- **TASK 1**: In the forum thread below, what distance does TSS Caddis sight in for?

- **GIVEN TEXT**:

%%

# Looking for long-range shooters



## Mickey Finn (Jan 21, 2005)

Hmmm, who are you recruiting for exactly?:16suspect


----------



## TSS Caddis (Mar 15, 2002)

Mickey Finn said:


> Hmmm, who are you recruiting for exactly?:16suspect


:lol:

Honestly, it should not be hard to find people capable of making 400yd shots, nor is it really that hard to do.

I site in for 200yds and bring my ranger finder into the field. Anything 300yds or closer I don't adjust my aim point. As you range animals farther from 300yds I adjust up knowing my drop at 400yds. Not really rocket science. I also use a bipod which almost makes it so any idiot can make long shots.

I should add that a few years ago we were at a 300yd range where some guys seemed to be prepping for a trip out west. Well, they had drawn a deer on card board and were plicking away at it. When done they were congratulating themselves on their good shooting and left the cardboard at the end of the range. I almost fell over laughing when we walked down to setup. The cardboard deer was riddled from tail to nose with holes :lol: So maybe there is a little more to it


----------



## FREEPOP (Apr 11, 2002)

TSS Caddis said:


> :lol:
> 
> Honestly, it should not be hard to find people capable of making 400yd shots, nor is it really that hard to do.


Not too long ago< Jim Charmical (sp?) the gun writer for Outdoor Life did a test just to see how many people were proficient at 200 yards. It was very interesting that very few were, I think even suprized him.


----------



## 2PawsRiver (Aug 4, 2002)

Many people are capable of taking 200-400 yard shots, few are capable of doing so with an acceptable degree of accuracy.

Should be an interesting article. There is alot more to making ethical long distance shots, then just being able to shoot long distances.

Hope you come back and post a link when it'd done.


----------



## FREEPOP (Apr 11, 2002)

2PawsRiver said:


> Many people are capable of taking 200-400 yard shots, few are capable of doing so with an acceptable degree of accuracy.


What would be the purpose of making any shot with accuracy as a secondary consideration?  :lol:


----------



## Rustyaxecamp (Mar 1, 2005)

I anchored a fat doe at a step short of 200 this fall with my 30-06. Farthest shot to date on a live animal.

It didn't feel nearly as cool as one at 20 yards with an iron sighted 30-30.

IMHO ....I'd rather brag about getting super close, than poking one way out.....

%%

- **LISTING**:
%%

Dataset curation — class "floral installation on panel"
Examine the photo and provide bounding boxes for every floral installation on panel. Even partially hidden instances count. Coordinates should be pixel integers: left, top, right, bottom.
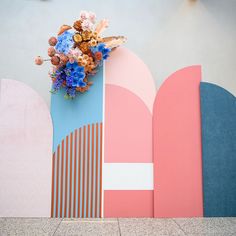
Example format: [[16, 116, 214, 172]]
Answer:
[[35, 11, 126, 99]]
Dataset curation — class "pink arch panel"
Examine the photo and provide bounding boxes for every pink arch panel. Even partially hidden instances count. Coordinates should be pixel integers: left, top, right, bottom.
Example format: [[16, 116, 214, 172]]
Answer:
[[105, 47, 156, 112], [104, 85, 152, 163], [153, 66, 203, 217]]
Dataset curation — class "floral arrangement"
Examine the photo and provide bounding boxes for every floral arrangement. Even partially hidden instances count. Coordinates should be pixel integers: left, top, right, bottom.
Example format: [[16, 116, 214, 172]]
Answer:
[[35, 11, 126, 98]]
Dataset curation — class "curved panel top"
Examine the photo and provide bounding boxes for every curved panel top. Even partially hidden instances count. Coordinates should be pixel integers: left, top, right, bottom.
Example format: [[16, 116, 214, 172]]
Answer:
[[153, 66, 203, 217], [153, 65, 201, 110], [200, 82, 235, 103], [200, 82, 236, 217], [0, 79, 52, 217], [106, 47, 156, 113], [105, 85, 152, 163]]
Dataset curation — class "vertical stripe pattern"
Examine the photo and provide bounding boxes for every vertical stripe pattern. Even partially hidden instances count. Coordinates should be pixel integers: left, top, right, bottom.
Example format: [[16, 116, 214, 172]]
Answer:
[[51, 123, 103, 218]]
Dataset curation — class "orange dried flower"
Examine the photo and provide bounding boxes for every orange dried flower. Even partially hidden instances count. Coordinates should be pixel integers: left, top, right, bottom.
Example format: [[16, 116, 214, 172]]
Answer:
[[82, 30, 92, 41], [73, 33, 83, 43], [79, 42, 89, 53], [73, 20, 82, 31], [89, 39, 97, 47], [95, 52, 102, 61]]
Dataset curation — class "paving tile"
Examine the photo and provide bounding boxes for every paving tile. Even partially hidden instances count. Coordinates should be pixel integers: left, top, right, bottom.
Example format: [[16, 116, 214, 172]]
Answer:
[[55, 219, 120, 236], [0, 218, 61, 236], [174, 217, 236, 236], [118, 218, 185, 236]]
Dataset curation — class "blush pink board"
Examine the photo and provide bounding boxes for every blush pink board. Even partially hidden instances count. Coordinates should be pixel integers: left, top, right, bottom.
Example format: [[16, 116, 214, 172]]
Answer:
[[153, 66, 203, 217], [104, 84, 152, 163]]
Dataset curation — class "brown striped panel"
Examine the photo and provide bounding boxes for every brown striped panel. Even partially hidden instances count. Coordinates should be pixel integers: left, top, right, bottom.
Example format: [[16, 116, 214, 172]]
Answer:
[[51, 123, 103, 218]]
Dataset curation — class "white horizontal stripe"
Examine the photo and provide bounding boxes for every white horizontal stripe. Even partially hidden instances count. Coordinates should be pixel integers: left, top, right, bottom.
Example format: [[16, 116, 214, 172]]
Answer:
[[103, 163, 153, 190]]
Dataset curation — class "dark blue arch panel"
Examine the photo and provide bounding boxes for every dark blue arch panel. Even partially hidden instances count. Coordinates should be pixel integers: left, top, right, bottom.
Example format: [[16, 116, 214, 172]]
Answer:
[[200, 82, 236, 217]]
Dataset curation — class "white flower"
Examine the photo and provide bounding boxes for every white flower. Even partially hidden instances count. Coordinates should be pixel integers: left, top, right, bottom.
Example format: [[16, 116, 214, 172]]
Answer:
[[81, 20, 93, 31]]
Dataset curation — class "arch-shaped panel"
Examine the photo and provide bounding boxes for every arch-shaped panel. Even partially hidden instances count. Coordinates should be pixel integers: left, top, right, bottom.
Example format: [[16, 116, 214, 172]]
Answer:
[[0, 79, 52, 217], [153, 66, 203, 217], [104, 85, 152, 163], [200, 82, 236, 217], [105, 47, 156, 113]]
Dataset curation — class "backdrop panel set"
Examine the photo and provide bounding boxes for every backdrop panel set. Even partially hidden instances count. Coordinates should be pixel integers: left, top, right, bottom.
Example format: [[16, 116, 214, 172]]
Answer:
[[0, 11, 236, 218]]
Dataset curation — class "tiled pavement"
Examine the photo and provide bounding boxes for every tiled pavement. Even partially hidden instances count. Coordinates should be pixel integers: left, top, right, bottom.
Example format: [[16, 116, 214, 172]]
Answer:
[[0, 218, 236, 236]]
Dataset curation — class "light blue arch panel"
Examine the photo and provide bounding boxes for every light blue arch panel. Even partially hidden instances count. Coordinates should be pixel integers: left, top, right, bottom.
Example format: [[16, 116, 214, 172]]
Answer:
[[51, 67, 104, 152]]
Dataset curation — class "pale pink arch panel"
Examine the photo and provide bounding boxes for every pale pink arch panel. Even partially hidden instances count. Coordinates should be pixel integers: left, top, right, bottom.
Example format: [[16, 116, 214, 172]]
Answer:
[[153, 66, 203, 217], [0, 79, 53, 217], [105, 47, 156, 113]]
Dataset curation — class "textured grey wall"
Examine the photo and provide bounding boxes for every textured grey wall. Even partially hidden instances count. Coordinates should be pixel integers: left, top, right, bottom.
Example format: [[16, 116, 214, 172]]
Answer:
[[0, 0, 236, 104]]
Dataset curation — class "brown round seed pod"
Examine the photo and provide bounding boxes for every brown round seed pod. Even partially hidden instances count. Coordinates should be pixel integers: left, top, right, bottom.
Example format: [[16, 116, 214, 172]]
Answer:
[[79, 42, 89, 53], [82, 30, 92, 41], [51, 56, 60, 66], [34, 56, 43, 66], [48, 37, 57, 46], [58, 25, 72, 35], [73, 20, 82, 31], [60, 54, 69, 63], [48, 47, 56, 57], [73, 33, 83, 43], [89, 39, 97, 47]]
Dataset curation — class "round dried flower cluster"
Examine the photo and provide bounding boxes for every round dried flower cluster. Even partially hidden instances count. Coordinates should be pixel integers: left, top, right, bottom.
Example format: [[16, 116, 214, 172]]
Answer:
[[35, 11, 125, 98]]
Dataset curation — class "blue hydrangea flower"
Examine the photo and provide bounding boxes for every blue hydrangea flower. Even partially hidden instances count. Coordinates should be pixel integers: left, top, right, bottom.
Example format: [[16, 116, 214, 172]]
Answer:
[[66, 87, 76, 98], [91, 43, 111, 60], [52, 68, 66, 91], [55, 31, 74, 54], [65, 62, 86, 87]]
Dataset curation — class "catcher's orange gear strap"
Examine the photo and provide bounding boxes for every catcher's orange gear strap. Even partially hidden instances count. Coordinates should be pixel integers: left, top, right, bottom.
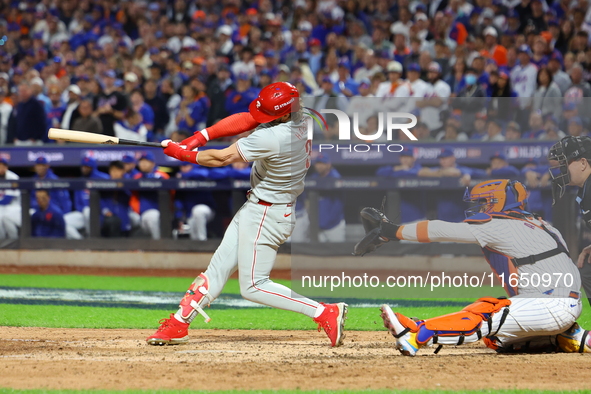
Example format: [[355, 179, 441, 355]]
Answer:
[[396, 297, 511, 346]]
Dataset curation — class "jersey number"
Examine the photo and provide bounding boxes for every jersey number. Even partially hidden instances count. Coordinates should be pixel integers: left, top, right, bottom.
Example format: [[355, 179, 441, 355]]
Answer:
[[306, 140, 312, 169]]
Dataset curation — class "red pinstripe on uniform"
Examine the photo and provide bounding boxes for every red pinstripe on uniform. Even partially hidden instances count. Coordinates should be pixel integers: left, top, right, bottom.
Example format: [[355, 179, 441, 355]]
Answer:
[[250, 207, 316, 309]]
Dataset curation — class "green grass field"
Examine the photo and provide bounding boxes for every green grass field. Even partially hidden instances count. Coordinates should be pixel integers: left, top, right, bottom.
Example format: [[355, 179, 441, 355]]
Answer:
[[0, 275, 591, 331], [0, 388, 591, 394], [0, 275, 591, 394]]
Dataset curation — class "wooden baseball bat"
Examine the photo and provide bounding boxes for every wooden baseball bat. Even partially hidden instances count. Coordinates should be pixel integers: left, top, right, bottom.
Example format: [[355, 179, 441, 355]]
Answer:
[[48, 128, 162, 148]]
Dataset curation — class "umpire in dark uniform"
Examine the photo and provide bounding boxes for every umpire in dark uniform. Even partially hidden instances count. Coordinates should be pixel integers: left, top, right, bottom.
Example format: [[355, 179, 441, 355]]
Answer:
[[548, 136, 591, 304]]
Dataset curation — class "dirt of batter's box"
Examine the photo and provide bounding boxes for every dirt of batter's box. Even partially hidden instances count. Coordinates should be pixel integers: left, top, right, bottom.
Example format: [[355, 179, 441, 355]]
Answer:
[[0, 327, 591, 390]]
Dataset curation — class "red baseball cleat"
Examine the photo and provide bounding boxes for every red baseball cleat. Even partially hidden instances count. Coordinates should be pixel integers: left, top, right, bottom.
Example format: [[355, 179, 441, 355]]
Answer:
[[314, 302, 347, 347], [146, 313, 189, 346]]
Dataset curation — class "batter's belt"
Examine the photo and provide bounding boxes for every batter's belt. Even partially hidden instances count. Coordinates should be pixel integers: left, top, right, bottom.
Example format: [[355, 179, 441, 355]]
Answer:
[[246, 190, 293, 207]]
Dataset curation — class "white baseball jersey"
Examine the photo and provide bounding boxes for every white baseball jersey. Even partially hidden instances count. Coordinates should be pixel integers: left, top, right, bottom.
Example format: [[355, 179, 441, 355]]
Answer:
[[421, 79, 451, 130], [511, 63, 538, 108], [236, 118, 312, 204], [401, 218, 581, 297], [394, 79, 431, 112], [0, 170, 21, 207], [376, 79, 404, 97], [469, 218, 581, 297], [193, 117, 320, 317], [397, 218, 582, 347]]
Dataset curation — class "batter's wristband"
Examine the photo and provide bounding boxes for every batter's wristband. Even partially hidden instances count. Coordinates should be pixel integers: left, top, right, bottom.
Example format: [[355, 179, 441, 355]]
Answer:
[[380, 221, 400, 239], [177, 149, 199, 164]]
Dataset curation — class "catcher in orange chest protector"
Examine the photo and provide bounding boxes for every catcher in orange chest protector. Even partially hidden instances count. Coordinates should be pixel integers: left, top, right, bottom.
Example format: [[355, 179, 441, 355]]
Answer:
[[147, 82, 347, 346], [355, 179, 590, 356]]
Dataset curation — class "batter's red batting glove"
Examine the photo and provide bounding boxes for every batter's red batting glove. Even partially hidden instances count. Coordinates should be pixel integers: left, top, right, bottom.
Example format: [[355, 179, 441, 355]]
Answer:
[[162, 140, 199, 163], [181, 131, 207, 150]]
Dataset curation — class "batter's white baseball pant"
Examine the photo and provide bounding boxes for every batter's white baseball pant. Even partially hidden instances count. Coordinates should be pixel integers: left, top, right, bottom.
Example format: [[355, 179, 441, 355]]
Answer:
[[0, 205, 22, 239], [140, 209, 160, 239], [287, 209, 310, 243], [187, 204, 215, 241], [64, 207, 90, 239], [318, 219, 347, 242], [201, 201, 319, 317]]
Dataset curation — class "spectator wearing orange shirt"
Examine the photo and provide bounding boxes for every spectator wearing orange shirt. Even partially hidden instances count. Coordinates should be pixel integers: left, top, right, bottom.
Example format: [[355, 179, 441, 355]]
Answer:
[[482, 26, 507, 67]]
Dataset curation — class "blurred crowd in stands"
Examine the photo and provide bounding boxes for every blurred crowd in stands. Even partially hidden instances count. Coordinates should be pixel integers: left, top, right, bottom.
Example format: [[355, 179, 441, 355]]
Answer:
[[0, 0, 591, 242], [0, 147, 552, 242], [0, 0, 591, 145]]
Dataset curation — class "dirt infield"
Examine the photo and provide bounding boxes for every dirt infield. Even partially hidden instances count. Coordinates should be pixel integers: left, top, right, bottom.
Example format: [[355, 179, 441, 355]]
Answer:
[[0, 327, 591, 390]]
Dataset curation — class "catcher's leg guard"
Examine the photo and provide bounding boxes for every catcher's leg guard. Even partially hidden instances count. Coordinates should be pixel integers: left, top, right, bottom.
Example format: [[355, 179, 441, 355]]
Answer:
[[417, 297, 511, 345], [482, 335, 558, 354], [386, 297, 511, 356], [556, 323, 591, 353], [179, 273, 214, 323]]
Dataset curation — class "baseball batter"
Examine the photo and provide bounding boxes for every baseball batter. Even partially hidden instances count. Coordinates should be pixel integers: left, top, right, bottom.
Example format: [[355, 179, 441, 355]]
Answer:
[[355, 179, 589, 356], [147, 82, 347, 346]]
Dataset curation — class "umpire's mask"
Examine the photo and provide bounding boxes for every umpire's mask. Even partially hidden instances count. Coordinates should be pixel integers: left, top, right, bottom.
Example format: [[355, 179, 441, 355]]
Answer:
[[548, 137, 591, 205]]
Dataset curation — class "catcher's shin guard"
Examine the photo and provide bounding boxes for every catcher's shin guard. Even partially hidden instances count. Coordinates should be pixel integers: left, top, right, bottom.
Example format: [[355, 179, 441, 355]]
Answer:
[[556, 323, 591, 353], [386, 297, 511, 354], [179, 273, 214, 323]]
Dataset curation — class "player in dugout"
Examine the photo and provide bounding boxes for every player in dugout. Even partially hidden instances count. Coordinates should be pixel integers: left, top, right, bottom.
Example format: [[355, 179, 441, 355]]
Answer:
[[354, 179, 591, 356], [548, 136, 591, 310], [146, 82, 347, 346]]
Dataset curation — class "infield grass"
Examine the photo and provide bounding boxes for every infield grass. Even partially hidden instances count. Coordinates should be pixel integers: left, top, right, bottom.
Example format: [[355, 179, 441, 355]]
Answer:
[[0, 275, 591, 331], [0, 388, 591, 394]]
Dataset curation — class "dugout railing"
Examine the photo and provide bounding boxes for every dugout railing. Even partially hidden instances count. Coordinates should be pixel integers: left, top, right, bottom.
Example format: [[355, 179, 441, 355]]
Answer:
[[0, 177, 581, 256]]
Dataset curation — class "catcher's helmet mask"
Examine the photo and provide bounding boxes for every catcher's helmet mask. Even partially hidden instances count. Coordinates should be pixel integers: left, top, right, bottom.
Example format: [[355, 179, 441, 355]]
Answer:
[[548, 136, 591, 205], [464, 179, 528, 218]]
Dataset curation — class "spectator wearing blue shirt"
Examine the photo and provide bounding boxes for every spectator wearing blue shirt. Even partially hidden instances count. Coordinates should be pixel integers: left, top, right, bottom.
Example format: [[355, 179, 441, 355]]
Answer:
[[310, 154, 346, 242], [419, 148, 473, 222], [333, 58, 359, 97], [471, 152, 521, 179], [376, 148, 426, 223], [470, 112, 487, 140], [130, 90, 154, 135], [7, 82, 47, 145], [121, 154, 139, 179], [308, 38, 324, 75], [101, 161, 131, 238], [130, 152, 169, 239], [226, 73, 260, 115], [0, 157, 21, 239], [30, 77, 51, 113], [64, 156, 109, 239], [176, 85, 209, 134], [31, 190, 66, 238], [31, 156, 72, 214], [175, 162, 216, 241], [521, 158, 552, 221], [47, 85, 66, 130]]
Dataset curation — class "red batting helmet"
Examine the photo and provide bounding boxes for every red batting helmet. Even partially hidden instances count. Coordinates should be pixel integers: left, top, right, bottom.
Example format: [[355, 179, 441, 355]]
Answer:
[[248, 82, 300, 123]]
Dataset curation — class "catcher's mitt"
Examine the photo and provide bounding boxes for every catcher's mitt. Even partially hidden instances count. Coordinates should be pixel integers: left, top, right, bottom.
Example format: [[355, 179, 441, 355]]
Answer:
[[353, 207, 400, 256]]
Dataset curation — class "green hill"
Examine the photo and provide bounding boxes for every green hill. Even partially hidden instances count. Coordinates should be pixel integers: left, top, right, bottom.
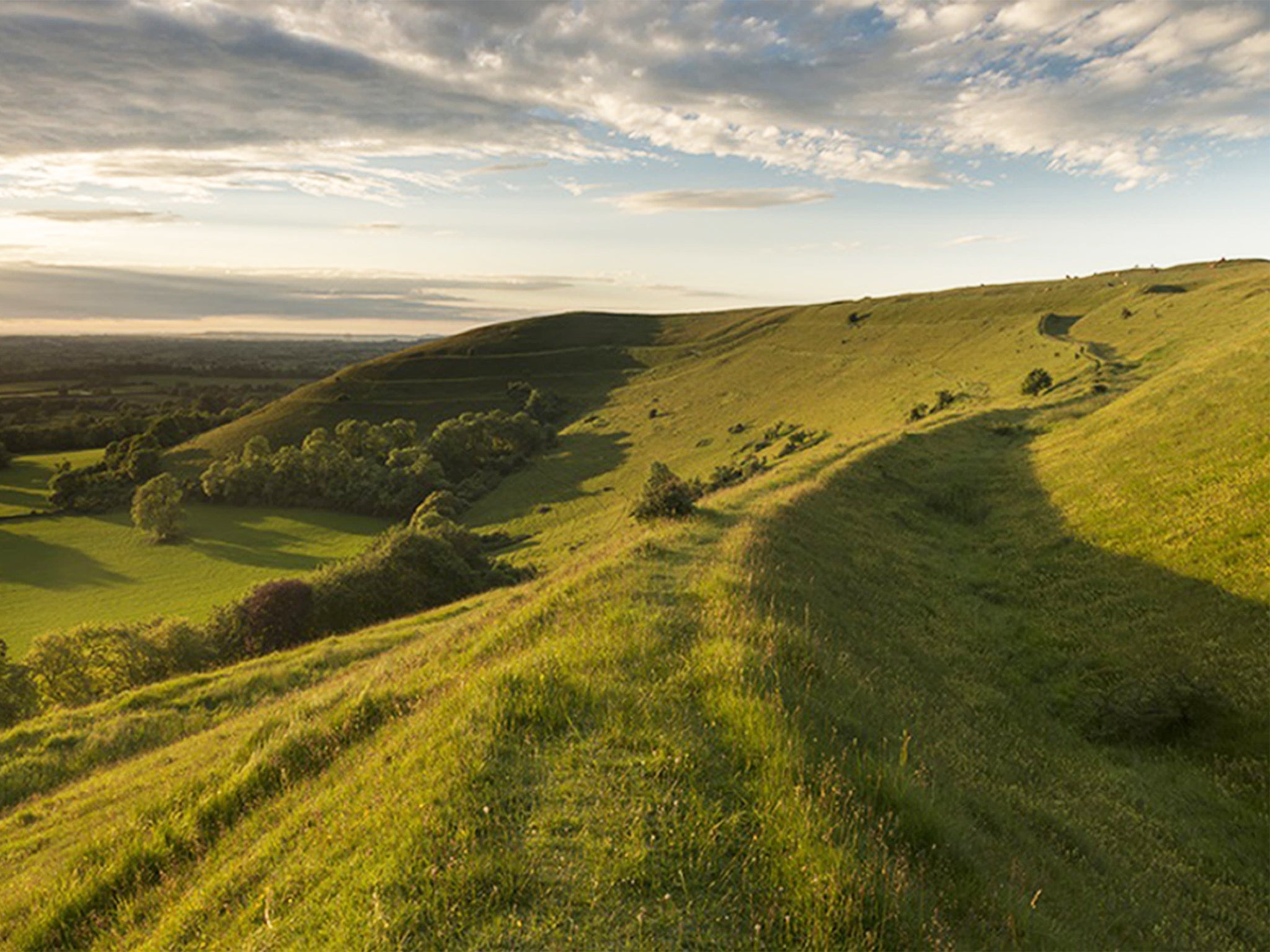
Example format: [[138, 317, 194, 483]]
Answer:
[[0, 262, 1270, 948]]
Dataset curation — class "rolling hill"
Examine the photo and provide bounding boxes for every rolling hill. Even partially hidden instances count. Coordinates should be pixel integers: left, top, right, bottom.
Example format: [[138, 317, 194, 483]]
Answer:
[[0, 260, 1270, 950]]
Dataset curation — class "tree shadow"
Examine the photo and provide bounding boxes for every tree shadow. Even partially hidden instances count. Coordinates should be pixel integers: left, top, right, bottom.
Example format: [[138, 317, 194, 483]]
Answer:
[[0, 529, 132, 591], [184, 508, 377, 571], [749, 413, 1270, 947], [471, 430, 631, 524]]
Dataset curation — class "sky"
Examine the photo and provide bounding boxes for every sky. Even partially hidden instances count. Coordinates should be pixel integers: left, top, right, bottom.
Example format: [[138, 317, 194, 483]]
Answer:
[[0, 0, 1270, 337]]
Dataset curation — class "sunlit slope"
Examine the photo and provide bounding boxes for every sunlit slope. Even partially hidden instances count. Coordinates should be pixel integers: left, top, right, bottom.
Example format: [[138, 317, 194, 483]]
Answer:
[[460, 263, 1270, 558], [0, 505, 388, 658], [192, 314, 675, 453], [1036, 264, 1270, 601], [0, 263, 1270, 950]]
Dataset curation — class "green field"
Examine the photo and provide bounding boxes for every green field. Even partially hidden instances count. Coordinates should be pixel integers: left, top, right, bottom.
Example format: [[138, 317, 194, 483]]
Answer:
[[0, 505, 388, 656], [0, 449, 104, 517], [0, 262, 1270, 950]]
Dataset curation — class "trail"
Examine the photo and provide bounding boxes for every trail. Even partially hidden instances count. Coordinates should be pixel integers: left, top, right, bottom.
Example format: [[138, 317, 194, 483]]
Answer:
[[1036, 312, 1134, 385]]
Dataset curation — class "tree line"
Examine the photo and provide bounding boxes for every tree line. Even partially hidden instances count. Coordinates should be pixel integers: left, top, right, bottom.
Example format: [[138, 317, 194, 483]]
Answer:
[[50, 381, 562, 519], [0, 383, 562, 728]]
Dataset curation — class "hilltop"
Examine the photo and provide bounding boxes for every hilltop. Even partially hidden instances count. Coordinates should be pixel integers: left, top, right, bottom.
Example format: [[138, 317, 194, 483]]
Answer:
[[0, 260, 1270, 948]]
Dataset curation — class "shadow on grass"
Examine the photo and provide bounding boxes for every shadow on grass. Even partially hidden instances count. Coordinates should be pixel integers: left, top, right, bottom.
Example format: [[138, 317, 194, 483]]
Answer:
[[182, 506, 381, 571], [0, 529, 133, 591], [471, 431, 631, 524], [750, 413, 1270, 947]]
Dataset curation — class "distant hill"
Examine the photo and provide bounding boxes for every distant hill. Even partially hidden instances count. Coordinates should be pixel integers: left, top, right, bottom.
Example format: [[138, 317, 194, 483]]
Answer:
[[0, 260, 1270, 948]]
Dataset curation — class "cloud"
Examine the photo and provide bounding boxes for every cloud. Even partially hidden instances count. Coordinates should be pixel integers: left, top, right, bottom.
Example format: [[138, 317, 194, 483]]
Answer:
[[460, 161, 549, 178], [605, 188, 833, 214], [0, 263, 574, 326], [551, 179, 605, 198], [0, 0, 1270, 203], [348, 221, 402, 231], [14, 208, 182, 224], [944, 235, 1018, 247]]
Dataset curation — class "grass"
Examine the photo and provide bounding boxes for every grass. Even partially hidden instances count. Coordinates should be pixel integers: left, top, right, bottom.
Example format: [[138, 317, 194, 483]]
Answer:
[[0, 449, 105, 517], [0, 505, 388, 658], [0, 263, 1270, 950]]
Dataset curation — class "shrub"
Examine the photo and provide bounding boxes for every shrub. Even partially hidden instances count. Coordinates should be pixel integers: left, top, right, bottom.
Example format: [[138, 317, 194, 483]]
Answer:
[[310, 513, 522, 632], [1023, 367, 1054, 396], [132, 472, 185, 542], [25, 622, 173, 707], [239, 579, 314, 655], [1077, 668, 1227, 744], [411, 488, 468, 526], [631, 462, 697, 522]]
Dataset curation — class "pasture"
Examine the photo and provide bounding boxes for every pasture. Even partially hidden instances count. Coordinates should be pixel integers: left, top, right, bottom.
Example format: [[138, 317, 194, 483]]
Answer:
[[0, 505, 388, 656]]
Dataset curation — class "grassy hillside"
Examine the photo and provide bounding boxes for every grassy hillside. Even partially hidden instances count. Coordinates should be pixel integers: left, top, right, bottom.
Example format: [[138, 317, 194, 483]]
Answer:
[[0, 505, 388, 658], [0, 449, 104, 517], [0, 262, 1270, 950]]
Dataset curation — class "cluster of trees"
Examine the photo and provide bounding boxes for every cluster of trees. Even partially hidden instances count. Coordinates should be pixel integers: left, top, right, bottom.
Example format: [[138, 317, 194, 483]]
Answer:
[[48, 434, 162, 513], [631, 462, 701, 522], [200, 382, 560, 518], [0, 518, 526, 728], [1023, 367, 1054, 396], [908, 390, 965, 423], [132, 472, 185, 542], [0, 400, 260, 453], [631, 420, 829, 522]]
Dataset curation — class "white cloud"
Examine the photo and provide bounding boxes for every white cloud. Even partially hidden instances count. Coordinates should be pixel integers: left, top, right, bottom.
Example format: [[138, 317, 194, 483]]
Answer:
[[14, 208, 180, 224], [348, 221, 401, 231], [603, 188, 833, 214], [944, 235, 1018, 247], [0, 0, 1270, 203]]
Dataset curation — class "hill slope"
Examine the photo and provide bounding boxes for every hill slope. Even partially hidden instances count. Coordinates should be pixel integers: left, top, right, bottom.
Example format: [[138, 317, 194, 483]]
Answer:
[[0, 262, 1270, 948]]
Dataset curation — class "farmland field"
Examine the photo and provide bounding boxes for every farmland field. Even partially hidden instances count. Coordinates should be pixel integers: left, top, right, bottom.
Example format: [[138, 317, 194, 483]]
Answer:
[[0, 449, 103, 517], [0, 505, 388, 656]]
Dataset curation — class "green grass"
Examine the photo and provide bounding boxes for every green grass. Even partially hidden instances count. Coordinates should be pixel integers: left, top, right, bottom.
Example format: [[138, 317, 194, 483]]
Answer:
[[0, 263, 1270, 950], [0, 505, 388, 658], [0, 449, 104, 517]]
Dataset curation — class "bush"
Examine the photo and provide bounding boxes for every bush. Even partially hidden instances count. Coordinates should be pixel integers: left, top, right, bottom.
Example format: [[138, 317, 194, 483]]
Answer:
[[631, 464, 697, 522], [411, 488, 468, 528], [132, 472, 185, 542], [1024, 367, 1054, 396], [239, 579, 314, 655], [1082, 669, 1227, 744], [310, 513, 522, 632]]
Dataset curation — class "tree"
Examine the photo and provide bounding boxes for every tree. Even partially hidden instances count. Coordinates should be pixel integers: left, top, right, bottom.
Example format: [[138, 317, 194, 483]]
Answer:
[[240, 579, 314, 655], [631, 464, 698, 522], [132, 472, 185, 542], [1024, 367, 1054, 396]]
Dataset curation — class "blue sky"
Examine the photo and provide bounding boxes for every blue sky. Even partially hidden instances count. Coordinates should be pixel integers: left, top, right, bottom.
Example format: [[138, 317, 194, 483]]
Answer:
[[0, 0, 1270, 335]]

%%

- **TASK 2**: Identify every line in the entries above that contains the string "shaped", and copy each of those lines. Case counts.

- **REPLY 1**: 200 yards.

- **REPLY 2**:
Dataset curation — class "arch-shaped panel"
Examine the photo and provide bounding boxes for every arch-shaped panel. Even partially hidden instances count. Coordinates should be pixel integers: left, top, right, bottom.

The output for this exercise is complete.